====== TEXT ======

Lucius Annaeus Seneca: temptation and virtue

01 Apr 2019

For the Roman philosopher Seneca,  death was a very important stage of human and his personal life. Day in, day out, he contemplated not just his end but perhaps his final performance. In Rubens’s painting of his suicide, he stands shin-deep, nude except for a loincloth, in a steaming footbath (to help his slit veins drain more quickly). With elements from Passion scenes thrown in, Stoic suicide looks like a precursor to Christian martyrdom. The title of a book (VIRT, for “Virtus”) is just visible in one corner. Yet forced suicide in ancient Rome was actually something quite particular, a brief moment of free expression in the face of unalterable fate, in this case the decree of Seneca’s most delinquent student, the emperor Nero. Fellow-courtier Petronius, by contrast, chose a stylish libertine’s death: he held a party and slit his veins at the table, opening and closing them at will, thumbing his nose at the emperor, to whom he sent a lurid catalogue of imperial ‘exploits’ as a parting gift.

Seneca considered death the consummation of a life well lived, a testament to spiritual integrity and philosophical readiness.  His death, its rehearsals and its afterlife have been the focus of two recent studies (James Ker’s The Deaths of Seneca and James Romm’s Dying Every Day), and Emily Wilson, who has already written about the death of Socrates, starts her intelligent new biography here, too. As the historian Tacitus presents it, in his double-edged account of Seneca’s martyrdom, it was a botched performance: too many references (the blood-letting failed and he called for Socratic hemlock instead) and too much obvious publicity (secretaries were lined up to disseminate some pre-written last words). Seneca’s wife, Paulina, tried to join him in death, but he cornered the limelight and sent her back, pale and drained, to “life’s seductions”, as if she were the weaker half of himself who would always succumb to material comforts and easier choices – like the one he made for her.

This alternative story about the imperfection of his death reflects what Seneca himself tells us about the imperfection of his life, some literary critics think. In his essays on abstract qualities such as happiness and peace of mind, and in his Moral Letters to Lucilius, a student who never answers back, he presents himself as someone “on the path” to virtue. The letters show readers a traveller spattered with mud and prone to seasickness and a lifelong sufferer from asthma. But what look like intimate glimpses into one man’s physical experience are also carefully chosen metaphors that illustrate the mismatch between high ideals and weaker flesh. He describes in vivid detail about the temptations that lie in his path, and lists them, Wilson points out, with lingering relish.

Since Miriam Griffin’s Seneca: A Philosopher in Politics (1976), historians have wondered how Seneca could reconcile being a millionaire courtier and Nero’s adviser with his Stoic principles. For Wilson, the more interesting question is why he preached what he did, when he knew his integrity was so compromised. Seneca met some inspirational Stoics in his youth. His rhetorician father trained him in verbal manipulation: urgent, fortifying self-analysis became a literary habit. Burned early on when Claudius exiled him to Corsica for alleged adultery with Caligula’s sister, he bounced back by writing a “consolation” to his mother, which again presents two split halves of himself, the far-away exile and the comforting, physically present son. In On the Happy Life, he contorts himself to argue that wealth and virtue are not always incompatible. Realpolitik, however, was an area where he was out-maneuvered by his most famous pupil. A scene in Tacitus’s Annals shows Seneca begging to retire and Nero slyly pointing out that imperial gifts of palaces and gardens have put him under an inescapable obligation. They end with a fatalistic embrace. Stoic consistency (constantia), not surprisingly, was Seneca’s Achilles’ heel: like Polonius, he trots out maxims about being true to oneself, but admits that most of people play many different roles in a lifetime.

====== INFORMATION GIVEN ======

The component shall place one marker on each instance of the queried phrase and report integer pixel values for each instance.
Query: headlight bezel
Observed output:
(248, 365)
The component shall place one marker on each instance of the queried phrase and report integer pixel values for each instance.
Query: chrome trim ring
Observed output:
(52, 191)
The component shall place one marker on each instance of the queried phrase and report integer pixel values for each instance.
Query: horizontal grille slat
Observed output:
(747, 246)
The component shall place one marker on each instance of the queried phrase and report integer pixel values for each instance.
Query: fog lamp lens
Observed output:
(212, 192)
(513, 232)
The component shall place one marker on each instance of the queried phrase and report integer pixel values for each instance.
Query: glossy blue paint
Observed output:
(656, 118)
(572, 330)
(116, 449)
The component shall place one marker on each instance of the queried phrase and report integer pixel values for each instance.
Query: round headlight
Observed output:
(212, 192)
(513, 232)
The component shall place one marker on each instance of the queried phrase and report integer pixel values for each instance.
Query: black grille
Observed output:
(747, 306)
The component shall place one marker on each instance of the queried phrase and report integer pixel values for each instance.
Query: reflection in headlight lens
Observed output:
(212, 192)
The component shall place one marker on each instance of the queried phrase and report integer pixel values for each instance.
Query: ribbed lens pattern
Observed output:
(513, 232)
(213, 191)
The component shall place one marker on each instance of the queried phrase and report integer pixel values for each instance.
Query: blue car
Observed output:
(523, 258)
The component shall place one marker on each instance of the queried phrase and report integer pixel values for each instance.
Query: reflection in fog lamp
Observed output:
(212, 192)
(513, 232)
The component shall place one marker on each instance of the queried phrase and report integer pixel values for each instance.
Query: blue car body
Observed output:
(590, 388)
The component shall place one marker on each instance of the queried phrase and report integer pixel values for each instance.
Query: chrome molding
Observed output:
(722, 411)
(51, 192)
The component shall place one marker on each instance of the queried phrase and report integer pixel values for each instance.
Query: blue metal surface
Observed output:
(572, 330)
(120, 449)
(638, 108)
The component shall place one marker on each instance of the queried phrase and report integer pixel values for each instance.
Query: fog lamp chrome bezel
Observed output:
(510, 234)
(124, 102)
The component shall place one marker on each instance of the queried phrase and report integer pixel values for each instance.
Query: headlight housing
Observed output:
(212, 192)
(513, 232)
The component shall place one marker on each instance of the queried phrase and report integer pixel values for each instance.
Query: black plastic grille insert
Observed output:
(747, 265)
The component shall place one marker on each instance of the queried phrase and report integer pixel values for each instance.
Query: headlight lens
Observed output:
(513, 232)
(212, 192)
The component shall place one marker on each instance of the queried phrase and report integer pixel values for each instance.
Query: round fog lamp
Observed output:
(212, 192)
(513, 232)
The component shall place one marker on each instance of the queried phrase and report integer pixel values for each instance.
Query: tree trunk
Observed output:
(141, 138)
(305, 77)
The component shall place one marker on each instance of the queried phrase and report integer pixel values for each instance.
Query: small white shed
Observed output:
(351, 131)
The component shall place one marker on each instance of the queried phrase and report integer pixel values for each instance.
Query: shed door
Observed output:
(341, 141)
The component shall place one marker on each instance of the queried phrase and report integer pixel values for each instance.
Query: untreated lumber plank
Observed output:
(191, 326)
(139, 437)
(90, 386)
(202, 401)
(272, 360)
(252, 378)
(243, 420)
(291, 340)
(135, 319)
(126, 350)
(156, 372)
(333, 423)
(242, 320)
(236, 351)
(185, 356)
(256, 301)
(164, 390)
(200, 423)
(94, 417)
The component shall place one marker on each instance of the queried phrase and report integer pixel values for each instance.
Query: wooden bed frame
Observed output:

======

=== REQUEST A ===
In the piece on Seneca, where did Claudius exile him?
=== REQUEST B ===
Continue the piece on Seneca from its final sentence.

=== EXPECTED OUTPUT A ===
Corsica.

=== EXPECTED OUTPUT B ===
The solution was retreat into a world he could more easily control: his own writings. In a letter, Seneca mentions the “pauper’s cell”, a special room in an aristocratic house where one could go to wear a hair shirt and contemplate having nothing. The Moral Letters are its textual equivalent. In his Natural Questions, too, the mess of human corruption largely gives way to sublime panoramas of unpopulated space.

Another hoary question concerns Seneca’s tragedies: how can they be integrated with Stoic ideals when they portray such uncompromising evil in the shape of Medea, who kills her own children? Most scholars today cannot help reading Nero into the unstoppable monstrous Atreus. One could also see the exiled Seneca in the figure of his returning brother Thyestes, now a rough beggar but still attracted by the glamour and glitter of his lost court. It is Seneca’s own longing for control, Wilson thinks, that is realised in his darkest and most demonic characters: their autonomy briefly becomes his.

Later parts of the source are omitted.